## Entries supplied
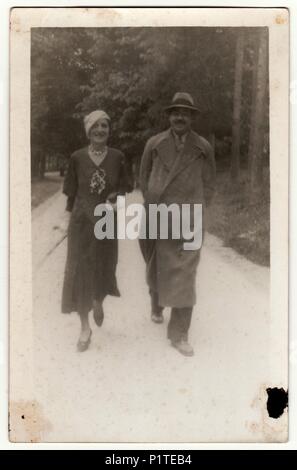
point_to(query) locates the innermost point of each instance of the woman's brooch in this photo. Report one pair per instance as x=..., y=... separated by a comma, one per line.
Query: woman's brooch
x=98, y=183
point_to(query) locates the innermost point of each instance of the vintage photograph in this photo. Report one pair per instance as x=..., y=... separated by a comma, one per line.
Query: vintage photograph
x=149, y=157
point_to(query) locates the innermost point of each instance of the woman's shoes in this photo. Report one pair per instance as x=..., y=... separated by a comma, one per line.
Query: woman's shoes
x=98, y=313
x=83, y=345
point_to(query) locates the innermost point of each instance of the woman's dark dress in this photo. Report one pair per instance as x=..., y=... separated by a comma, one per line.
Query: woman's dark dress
x=91, y=263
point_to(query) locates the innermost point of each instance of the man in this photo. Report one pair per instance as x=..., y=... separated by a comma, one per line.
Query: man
x=178, y=167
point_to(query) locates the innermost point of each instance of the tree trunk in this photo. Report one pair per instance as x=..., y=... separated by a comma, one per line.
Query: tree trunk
x=253, y=102
x=235, y=156
x=258, y=127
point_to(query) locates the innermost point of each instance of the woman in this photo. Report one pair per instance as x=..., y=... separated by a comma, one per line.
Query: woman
x=96, y=175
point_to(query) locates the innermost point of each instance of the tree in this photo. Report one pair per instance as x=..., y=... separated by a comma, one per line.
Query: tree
x=258, y=125
x=235, y=156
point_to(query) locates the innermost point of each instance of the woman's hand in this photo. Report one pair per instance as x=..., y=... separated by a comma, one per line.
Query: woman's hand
x=112, y=200
x=64, y=223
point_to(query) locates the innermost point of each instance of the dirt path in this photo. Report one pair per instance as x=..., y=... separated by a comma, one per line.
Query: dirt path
x=131, y=385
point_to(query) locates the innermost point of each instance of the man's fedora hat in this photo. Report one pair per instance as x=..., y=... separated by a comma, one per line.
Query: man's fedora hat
x=182, y=100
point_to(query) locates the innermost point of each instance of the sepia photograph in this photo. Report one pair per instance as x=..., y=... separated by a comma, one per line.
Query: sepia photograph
x=149, y=225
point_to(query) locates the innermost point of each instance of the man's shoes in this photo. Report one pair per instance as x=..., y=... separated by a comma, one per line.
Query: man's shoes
x=183, y=347
x=83, y=345
x=98, y=313
x=157, y=317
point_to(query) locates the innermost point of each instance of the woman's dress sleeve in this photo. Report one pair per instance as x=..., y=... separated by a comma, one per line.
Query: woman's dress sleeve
x=70, y=184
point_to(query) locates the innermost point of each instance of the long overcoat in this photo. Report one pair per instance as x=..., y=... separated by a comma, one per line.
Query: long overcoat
x=168, y=177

## Task
Could you copy out every record exactly, minus the pictures?

## Output of the exercise
point_to(query) locates the innermost point of each instance of the woman's brooch in this photo. Report one pair per instance as x=..., y=... separated by a comma, one per line.
Query: woman's brooch
x=98, y=183
point_to(query) locates the innermost point of each instance of the vintage photograph in this photo. Report one pair per instance as x=..., y=... separated by a comma, one per line.
Query: vintage photograph
x=149, y=157
point_to(query) locates the innermost point of each instance of the woman's shoes in this photo. Report one pair per instance as x=..., y=... separated by a comma, one per line.
Query: woman's shoes
x=98, y=313
x=83, y=345
point_to(query) locates the innermost point of each instance of the woman's dark dress in this photo. Report one pair per instance as x=..., y=... separated by a comma, one per line.
Query: woman's dark dress
x=91, y=263
point_to(query) locates the innermost point of each instance of the man in this photo. Report one pair per instance as x=..., y=... separated by a comma, one per line.
Query: man
x=178, y=167
point_to(query) locates the innermost point of each instance of the tree trunk in this photo. Report one pair per instance as x=..., y=... separated by a comma, one per line.
Query: tree trunk
x=253, y=102
x=235, y=156
x=258, y=127
point_to(query) locates the innermost point of each instance of the woman in this photo. Report one pair per instance as x=..., y=... separated by a comma, one per line.
Query: woman
x=96, y=175
point_to(query) locates the innermost point of each instance of the tree in this photo. Report one pair per instance as x=..., y=... separated by a comma, one per line.
Query: tree
x=258, y=125
x=235, y=156
point_to(query) locates the innermost point of each instance of the woman's hand in this photo. Report one pair per instance as x=..., y=... separated by a comma, one per line.
Query: woman's hand
x=112, y=200
x=64, y=223
point_to(query) locates the innermost point of each instance of the dirt path in this photo. Report one pair per instance as x=..., y=... separated by a comma, one per line.
Query: dirt path
x=131, y=385
point_to(query) locates the innermost point of each instance of the man's fedora hat in this photo. Report one pair per instance as x=..., y=... separated by a comma, one per line.
Query: man's fedora hat
x=182, y=100
point_to(query) locates the innermost point of each instance of the sepia photograph in this photo. Report one pair per instance as x=..., y=... separated by a comma, one per line.
Query: sepia photograph
x=149, y=225
point_to(query) locates the innermost point of each instance of the man's shoes in this photo. Report one pair per instance as x=..., y=... separated by a comma, one per line.
Query: man's shoes
x=183, y=347
x=83, y=345
x=98, y=313
x=157, y=317
point_to(query) locates the innermost point of each instance of the woman's dress sleeve in this photo. Report one pair per instance as x=..., y=... separated by a comma, one per line.
Query: woman's dress sleeve
x=70, y=184
point_to(query) locates the innermost point of each instance of the long overcoat in this photo. Report one pair per instance as x=..., y=... separated by a comma, one per line.
Query: long overcoat
x=168, y=177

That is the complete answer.